* Given request *
Lay out the entries below as a two-column CSV with the columns instruction and points, one row per entry, placing each text in the instruction column and its answer in the points column. Each value goes in its own quoted field with line breaks turned into spaces, and the pictures are left out.

(Dataset entries on where objects appear)
** start **

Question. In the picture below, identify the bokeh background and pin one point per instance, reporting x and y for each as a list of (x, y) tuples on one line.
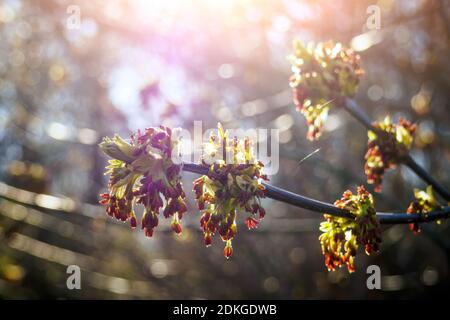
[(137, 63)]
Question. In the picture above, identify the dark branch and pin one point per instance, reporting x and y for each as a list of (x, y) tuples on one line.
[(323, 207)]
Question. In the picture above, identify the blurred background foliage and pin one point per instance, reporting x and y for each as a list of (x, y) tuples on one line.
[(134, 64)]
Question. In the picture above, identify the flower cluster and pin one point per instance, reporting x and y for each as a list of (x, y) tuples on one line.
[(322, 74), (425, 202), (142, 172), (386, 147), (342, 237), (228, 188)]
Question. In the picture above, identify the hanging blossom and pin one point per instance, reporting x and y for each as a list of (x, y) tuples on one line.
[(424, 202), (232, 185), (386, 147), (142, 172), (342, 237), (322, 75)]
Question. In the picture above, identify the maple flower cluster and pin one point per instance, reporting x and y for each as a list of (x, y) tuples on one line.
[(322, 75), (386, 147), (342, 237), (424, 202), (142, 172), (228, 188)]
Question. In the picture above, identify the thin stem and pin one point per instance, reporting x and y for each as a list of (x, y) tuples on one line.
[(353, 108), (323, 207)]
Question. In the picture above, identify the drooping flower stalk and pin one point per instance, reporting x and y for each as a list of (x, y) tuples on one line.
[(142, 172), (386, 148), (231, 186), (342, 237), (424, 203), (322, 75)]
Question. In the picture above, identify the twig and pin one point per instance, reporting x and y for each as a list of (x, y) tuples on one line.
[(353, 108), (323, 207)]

** end **

* Task response *
instruction,points
"Question. In the picture below, identify the bokeh background and pin one point per instance, reporting x and y for each as a list of (x, y) tuples on one line.","[(137, 63)]"
"Question. In the picture above, identify the dark branch and pin one point per instance, reporting x and y for each as a list of (x, y) tuples on one line.","[(323, 207)]"
"Question. In the picture above, identify the blurred background foliage and pin one point per instance, reporting x and y for each as a list of (x, y) tuples on one line.","[(134, 64)]"
"Question. In the picture above, identify the flower cluster and pin one point per instance, reporting x and y for each as a list of (x, y) tuples on one line.","[(322, 74), (425, 202), (142, 172), (386, 147), (342, 237), (228, 188)]"
"Question. In the picture above, identify the hanging blossom and pin one point per instance, reporting x and y for each as a list of (x, y) tuples on one line.","[(424, 202), (232, 185), (386, 147), (142, 172), (342, 237), (322, 75)]"
"Question. In the picture above, identify the maple flower cluster and pin one point per instance, reporting x and y for each as a list of (x, y) tuples on one line.","[(322, 75), (386, 147), (342, 237), (424, 202), (142, 172), (228, 188)]"
"Question. In the picture above, identify the thin stem and pin one point per instance, reporting x and y for each as a list of (x, y) tuples on one line.","[(353, 108), (323, 207)]"
"Question. In the picture above, identify the drooping flower stalk and pin one point per instance, reporting x and y for each as a list of (x, y) tuples on one line.","[(142, 172), (386, 148), (231, 186), (342, 237), (424, 203), (322, 75)]"
"Question. In the picture above, identify the twig and pin one point per instance, reporting x and y for each as a list of (x, y) tuples on one line.","[(353, 108), (323, 207)]"